# THE PROBLEM
Copy out the data below word for word, from the line with "Can you spot the waxy" to the line with "x=522, y=276", including both of those lines and nothing else.

# EXERCISE MATERIAL
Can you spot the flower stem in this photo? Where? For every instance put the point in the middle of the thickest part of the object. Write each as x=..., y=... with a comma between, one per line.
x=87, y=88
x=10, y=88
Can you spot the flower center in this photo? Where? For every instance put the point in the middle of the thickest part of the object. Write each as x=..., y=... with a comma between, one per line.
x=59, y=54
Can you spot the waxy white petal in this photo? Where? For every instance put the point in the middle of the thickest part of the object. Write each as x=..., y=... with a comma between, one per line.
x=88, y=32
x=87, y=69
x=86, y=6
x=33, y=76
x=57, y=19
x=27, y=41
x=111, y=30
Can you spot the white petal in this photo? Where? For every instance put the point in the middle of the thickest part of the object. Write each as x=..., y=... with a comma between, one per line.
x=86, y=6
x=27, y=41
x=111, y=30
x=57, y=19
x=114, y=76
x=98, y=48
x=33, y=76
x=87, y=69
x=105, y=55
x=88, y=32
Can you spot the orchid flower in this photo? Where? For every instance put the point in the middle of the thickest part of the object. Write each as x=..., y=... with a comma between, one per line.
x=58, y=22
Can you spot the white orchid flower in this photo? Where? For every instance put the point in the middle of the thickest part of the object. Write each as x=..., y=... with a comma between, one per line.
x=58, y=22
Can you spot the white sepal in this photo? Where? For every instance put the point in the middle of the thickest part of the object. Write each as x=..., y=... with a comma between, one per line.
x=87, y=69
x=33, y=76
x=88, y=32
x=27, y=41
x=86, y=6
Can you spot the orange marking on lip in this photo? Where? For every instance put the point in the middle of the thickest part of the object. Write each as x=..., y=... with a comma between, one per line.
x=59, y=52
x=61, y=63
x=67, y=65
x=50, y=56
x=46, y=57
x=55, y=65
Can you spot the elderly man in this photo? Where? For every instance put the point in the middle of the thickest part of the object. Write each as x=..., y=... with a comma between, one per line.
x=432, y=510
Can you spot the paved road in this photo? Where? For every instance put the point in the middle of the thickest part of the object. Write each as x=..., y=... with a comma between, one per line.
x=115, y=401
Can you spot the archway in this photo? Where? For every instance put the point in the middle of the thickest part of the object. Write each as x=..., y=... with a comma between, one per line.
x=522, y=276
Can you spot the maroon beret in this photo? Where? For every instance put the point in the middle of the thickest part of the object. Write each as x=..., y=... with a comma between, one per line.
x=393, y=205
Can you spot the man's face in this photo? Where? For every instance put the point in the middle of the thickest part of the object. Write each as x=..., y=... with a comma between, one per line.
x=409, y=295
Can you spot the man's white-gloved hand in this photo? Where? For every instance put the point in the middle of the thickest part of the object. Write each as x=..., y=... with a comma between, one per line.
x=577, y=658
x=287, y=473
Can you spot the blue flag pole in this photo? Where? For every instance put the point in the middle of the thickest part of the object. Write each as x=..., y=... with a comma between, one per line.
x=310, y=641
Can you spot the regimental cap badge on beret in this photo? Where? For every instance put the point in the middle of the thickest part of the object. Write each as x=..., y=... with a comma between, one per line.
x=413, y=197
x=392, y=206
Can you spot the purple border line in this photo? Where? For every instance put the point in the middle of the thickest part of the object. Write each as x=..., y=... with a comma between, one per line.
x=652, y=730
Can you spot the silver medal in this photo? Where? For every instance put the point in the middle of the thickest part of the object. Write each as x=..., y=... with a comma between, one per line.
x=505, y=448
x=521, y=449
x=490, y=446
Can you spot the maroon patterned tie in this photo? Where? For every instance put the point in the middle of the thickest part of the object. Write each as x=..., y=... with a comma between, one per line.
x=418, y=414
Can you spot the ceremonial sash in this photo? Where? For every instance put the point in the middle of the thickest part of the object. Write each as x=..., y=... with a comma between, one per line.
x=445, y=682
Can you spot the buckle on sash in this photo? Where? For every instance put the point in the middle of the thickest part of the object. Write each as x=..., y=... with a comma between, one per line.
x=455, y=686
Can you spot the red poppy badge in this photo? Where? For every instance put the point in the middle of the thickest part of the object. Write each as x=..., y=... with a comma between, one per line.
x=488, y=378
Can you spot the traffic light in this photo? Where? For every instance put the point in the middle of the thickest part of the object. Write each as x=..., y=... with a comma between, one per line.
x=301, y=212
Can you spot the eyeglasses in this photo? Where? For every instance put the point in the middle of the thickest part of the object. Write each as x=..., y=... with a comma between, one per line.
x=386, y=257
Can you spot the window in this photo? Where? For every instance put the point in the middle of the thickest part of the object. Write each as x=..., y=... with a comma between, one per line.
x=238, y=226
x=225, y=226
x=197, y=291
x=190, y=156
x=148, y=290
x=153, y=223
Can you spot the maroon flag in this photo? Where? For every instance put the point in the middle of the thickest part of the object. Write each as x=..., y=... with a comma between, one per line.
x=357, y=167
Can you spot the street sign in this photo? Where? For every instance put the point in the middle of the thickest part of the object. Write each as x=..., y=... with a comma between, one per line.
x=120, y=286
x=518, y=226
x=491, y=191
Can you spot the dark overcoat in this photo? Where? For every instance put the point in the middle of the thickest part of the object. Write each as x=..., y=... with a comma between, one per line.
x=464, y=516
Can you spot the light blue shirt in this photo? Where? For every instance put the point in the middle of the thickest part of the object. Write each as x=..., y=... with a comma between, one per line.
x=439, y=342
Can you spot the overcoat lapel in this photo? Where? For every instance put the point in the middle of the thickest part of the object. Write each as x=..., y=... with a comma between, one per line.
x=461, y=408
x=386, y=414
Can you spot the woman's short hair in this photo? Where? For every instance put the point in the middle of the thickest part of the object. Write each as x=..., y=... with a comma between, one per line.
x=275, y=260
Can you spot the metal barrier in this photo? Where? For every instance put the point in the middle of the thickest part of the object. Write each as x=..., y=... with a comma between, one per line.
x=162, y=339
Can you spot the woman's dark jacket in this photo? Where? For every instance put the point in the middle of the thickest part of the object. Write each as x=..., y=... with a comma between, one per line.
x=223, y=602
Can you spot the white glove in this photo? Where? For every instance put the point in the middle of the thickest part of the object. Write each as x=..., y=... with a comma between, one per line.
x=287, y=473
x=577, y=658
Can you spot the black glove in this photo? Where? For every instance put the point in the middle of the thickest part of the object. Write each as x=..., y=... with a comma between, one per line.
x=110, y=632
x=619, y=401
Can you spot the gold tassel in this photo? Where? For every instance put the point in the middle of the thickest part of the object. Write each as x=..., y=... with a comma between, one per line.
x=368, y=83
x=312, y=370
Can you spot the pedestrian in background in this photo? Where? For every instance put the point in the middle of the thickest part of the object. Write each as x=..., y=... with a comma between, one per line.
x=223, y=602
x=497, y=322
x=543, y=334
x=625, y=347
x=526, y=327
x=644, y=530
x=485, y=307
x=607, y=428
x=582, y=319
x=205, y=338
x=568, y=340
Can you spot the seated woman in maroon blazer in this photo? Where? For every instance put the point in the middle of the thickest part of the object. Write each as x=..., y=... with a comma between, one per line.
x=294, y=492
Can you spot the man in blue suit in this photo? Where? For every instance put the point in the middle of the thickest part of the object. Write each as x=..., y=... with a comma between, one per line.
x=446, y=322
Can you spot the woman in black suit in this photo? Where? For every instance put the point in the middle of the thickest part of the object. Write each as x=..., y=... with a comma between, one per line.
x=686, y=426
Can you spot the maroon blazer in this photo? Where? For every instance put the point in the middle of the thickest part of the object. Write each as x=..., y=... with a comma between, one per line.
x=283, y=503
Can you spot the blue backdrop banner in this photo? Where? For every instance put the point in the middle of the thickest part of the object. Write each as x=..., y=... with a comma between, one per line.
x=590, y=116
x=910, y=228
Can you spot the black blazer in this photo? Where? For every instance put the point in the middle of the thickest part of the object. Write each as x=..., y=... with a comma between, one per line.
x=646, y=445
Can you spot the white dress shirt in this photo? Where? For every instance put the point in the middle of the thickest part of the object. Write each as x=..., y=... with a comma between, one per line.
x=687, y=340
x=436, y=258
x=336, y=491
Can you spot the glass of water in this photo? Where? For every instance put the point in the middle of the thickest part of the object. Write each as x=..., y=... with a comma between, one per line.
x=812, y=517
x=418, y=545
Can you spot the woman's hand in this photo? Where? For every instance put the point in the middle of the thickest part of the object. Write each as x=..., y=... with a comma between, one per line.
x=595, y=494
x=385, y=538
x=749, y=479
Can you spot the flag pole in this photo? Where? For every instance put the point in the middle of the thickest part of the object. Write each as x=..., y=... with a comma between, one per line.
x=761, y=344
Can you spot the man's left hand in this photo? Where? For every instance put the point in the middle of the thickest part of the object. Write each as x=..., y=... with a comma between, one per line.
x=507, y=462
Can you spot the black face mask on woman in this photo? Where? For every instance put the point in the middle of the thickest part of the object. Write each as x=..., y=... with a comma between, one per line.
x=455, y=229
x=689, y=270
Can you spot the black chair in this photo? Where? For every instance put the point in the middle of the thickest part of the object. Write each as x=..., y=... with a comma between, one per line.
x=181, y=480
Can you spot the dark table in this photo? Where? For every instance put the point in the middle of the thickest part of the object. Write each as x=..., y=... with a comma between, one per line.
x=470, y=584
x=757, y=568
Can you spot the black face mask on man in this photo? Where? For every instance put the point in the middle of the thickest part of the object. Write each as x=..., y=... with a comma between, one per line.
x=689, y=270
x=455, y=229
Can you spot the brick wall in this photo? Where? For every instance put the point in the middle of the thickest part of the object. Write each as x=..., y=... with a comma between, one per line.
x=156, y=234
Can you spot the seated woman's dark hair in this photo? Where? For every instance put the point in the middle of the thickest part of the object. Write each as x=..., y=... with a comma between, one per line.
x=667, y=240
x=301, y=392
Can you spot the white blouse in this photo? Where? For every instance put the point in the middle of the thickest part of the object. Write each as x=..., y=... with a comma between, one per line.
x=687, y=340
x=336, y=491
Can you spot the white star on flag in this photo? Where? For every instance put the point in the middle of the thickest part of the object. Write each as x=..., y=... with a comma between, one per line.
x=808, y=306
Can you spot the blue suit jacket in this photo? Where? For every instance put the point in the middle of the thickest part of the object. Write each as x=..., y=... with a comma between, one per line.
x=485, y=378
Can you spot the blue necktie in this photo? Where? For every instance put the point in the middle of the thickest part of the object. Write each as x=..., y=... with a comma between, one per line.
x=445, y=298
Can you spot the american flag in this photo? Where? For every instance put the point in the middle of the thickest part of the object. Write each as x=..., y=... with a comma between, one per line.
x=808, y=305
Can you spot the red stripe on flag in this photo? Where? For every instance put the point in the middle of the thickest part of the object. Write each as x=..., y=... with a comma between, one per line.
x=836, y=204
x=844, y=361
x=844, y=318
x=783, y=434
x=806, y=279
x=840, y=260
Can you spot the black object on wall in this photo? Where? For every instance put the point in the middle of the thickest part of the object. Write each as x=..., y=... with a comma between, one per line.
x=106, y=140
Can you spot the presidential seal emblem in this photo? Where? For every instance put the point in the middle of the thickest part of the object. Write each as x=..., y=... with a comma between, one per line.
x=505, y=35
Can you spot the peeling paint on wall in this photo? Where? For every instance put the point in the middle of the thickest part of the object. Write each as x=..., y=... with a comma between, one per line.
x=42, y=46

# SOLUTION TO THIS EXERCISE
Can you spot the waxy white petal in this photo? Where? For every instance put the point in the middle of the thickest part of the object. Write each as x=..., y=... with a comma between, one per line.
x=88, y=32
x=87, y=69
x=86, y=6
x=33, y=76
x=57, y=19
x=27, y=41
x=111, y=30
Can you spot the white petal in this photo? Where? For every instance put the point in the middle of the thickest part of the object. Write each as x=..., y=... with a comma between, one per line.
x=86, y=6
x=27, y=41
x=111, y=30
x=57, y=19
x=114, y=76
x=98, y=48
x=33, y=76
x=87, y=69
x=105, y=55
x=88, y=32
Can you spot the orchid flower in this photo? Where? For every instance put the point in the middle of the thickest part of the object. Write each as x=..., y=... with a comma between, one per line.
x=58, y=22
Can you spot the white orchid flower in this photo? Where? For every instance put the point in the middle of the thickest part of the object. Write each as x=..., y=... with a comma between, one per line.
x=58, y=22
Can you spot the white sepal in this photo? Where? For every instance put the point in the middle of the thickest part of the object. Write each as x=..., y=... with a comma between, one per line.
x=87, y=69
x=33, y=76
x=88, y=32
x=27, y=41
x=86, y=6
Can you spot the orange marking on lip in this photo? Where? For every instance put the point in the middle of the thickest part of the object. Write each as x=..., y=... with a comma between, one per line.
x=59, y=52
x=61, y=63
x=67, y=65
x=50, y=56
x=46, y=57
x=55, y=65
Can you spot the elderly man in this photo? Where? For every instance put the point in the middle of the thickest part of the object. Write each as x=..., y=... with a comma between, one per line.
x=432, y=510
Can you spot the paved road in this photo? Where? For every instance put the point in the middle of the thickest part of the object. Write each as x=..., y=... with a comma between, one per line.
x=115, y=401
Can you spot the archway in this photo? Where? For every instance put the point in the middle of the thickest part of the object. Write each as x=..., y=... with a comma between, one per line.
x=522, y=276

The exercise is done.